*HOW TO COMPLETE THIS TASK*: All records shown below should be given again, character for character.

*** MATERIAL PROVIDED Section Begins ***

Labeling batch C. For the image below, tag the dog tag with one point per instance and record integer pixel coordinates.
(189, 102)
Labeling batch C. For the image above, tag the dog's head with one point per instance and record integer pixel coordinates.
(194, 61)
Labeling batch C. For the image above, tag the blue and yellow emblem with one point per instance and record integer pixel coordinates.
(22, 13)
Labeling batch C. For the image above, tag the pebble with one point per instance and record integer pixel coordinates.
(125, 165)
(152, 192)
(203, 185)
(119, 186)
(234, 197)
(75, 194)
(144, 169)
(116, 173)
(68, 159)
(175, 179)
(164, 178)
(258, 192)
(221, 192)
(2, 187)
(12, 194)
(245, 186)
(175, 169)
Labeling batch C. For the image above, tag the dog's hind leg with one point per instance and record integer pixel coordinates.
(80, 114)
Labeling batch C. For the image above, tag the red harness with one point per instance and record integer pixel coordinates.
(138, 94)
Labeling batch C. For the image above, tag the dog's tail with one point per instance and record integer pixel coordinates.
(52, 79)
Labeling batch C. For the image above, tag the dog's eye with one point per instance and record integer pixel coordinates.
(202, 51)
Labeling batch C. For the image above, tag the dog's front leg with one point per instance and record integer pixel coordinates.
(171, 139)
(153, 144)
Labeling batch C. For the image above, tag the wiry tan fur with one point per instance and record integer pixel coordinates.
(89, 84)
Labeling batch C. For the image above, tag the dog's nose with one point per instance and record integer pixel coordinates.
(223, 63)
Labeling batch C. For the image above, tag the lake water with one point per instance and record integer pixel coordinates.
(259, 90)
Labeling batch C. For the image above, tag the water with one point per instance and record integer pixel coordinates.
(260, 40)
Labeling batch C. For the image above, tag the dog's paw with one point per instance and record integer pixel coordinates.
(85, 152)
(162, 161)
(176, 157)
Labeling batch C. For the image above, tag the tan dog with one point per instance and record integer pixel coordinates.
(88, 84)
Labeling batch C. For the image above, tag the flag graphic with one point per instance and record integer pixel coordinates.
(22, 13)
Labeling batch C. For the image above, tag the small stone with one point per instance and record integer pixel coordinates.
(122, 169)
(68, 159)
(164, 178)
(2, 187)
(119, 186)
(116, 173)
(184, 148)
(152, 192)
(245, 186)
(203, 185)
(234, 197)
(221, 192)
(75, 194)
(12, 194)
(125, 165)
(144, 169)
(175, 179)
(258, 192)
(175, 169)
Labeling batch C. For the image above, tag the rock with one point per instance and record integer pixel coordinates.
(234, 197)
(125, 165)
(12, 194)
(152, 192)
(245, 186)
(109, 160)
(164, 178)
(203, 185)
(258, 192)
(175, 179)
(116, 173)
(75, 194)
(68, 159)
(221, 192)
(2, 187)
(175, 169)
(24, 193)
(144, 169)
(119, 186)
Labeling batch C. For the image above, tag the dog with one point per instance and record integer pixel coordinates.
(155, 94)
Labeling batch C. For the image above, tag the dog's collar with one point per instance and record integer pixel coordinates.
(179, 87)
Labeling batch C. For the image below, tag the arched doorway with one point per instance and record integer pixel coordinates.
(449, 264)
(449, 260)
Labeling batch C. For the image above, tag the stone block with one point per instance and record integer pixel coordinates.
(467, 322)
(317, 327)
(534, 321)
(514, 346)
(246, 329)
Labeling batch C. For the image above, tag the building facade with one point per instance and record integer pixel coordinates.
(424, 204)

*** MATERIAL PROVIDED Section Ends ***

*ANSWER BOX*:
Labeling batch C. For the image below, tag the dog tag with one point per instance and record integer pixel coordinates.
(189, 102)
Labeling batch C. For the image above, tag the dog's head with one point per instance and record integer pixel coordinates.
(194, 61)
Labeling batch C. For the image above, tag the blue and yellow emblem with one point per instance and record integer pixel coordinates.
(22, 13)
Labeling batch C. For the image above, tag the pebble with one point per instance and record integer pixel coordinates.
(125, 165)
(152, 192)
(203, 185)
(119, 186)
(234, 197)
(75, 194)
(144, 169)
(116, 173)
(68, 159)
(175, 179)
(164, 178)
(258, 192)
(221, 192)
(2, 187)
(12, 194)
(245, 186)
(175, 169)
Labeling batch C. For the image above, tag the dog's hind leg with one point per instance and record integer pixel coordinates.
(80, 114)
Labeling batch C. For the image above, tag the red harness with one point per instance and record integer pixel coordinates.
(138, 94)
Labeling batch C. For the image above, tag the dog's tail with one point per instance and record integer pixel coordinates.
(52, 79)
Labeling batch C. For the image above, tag the dog's eye with one point per instance and record integer pixel coordinates.
(202, 51)
Labeling batch C. For the image above, tag the dog's front leg with one point per instance and record integer pixel coordinates.
(171, 139)
(153, 144)
Labeling batch C. For the image above, tag the wiry tan fur with one point per instance and record integer pixel coordinates.
(89, 84)
Labeling batch C. For the image above, tag the dog's nose with one point per instance and record integer pixel coordinates.
(223, 63)
Labeling batch C. For the image above, tag the lake water with one point per instance and record integer pixel coordinates.
(259, 90)
Labeling batch C. For the image above, tag the water with one point per instance and record integer pixel coordinates.
(260, 40)
Labeling batch C. For the image above, tag the dog's paw with one point per instance and record integer pixel coordinates.
(85, 152)
(162, 161)
(176, 157)
Labeling batch C. For the image above, tag the tan dog with one point per instance and record integer pixel coordinates.
(88, 84)
Labeling batch C. For the image above, tag the flag graphic with one point per instance and record integer pixel coordinates.
(22, 13)
Labeling batch C. For the image above, tag the small stone with one point per instance and record integer pixel coordinates.
(122, 169)
(68, 159)
(164, 178)
(2, 187)
(119, 186)
(116, 173)
(184, 148)
(152, 192)
(245, 186)
(203, 185)
(234, 197)
(221, 192)
(75, 194)
(12, 194)
(125, 165)
(144, 169)
(175, 179)
(258, 192)
(175, 169)
Labeling batch C. For the image above, tag the rock with one point per instance and record integer pixel coordinates.
(234, 197)
(125, 165)
(12, 194)
(152, 192)
(245, 186)
(109, 160)
(164, 178)
(203, 185)
(258, 192)
(175, 179)
(116, 173)
(75, 194)
(68, 159)
(221, 192)
(2, 187)
(175, 169)
(24, 193)
(144, 169)
(119, 186)
Labeling batch C. For the image above, tag the dog with one point per instance and record integer pixel coordinates.
(155, 94)
Labeling batch C. For the image above, tag the dog's collar with one point per instance and record integer pixel coordinates.
(179, 87)
Labeling batch C. For the image below, tag the arched doorway with one point per instance and record integer pixel coordinates.
(449, 264)
(449, 260)
Labeling batch C. For the image above, tag the stone block with one point per instance and record integer pixel coordinates.
(467, 322)
(317, 327)
(534, 321)
(514, 346)
(246, 329)
Labeling batch C. For the image above, tag the building facade with one point per instance and record integer pixel coordinates.
(424, 204)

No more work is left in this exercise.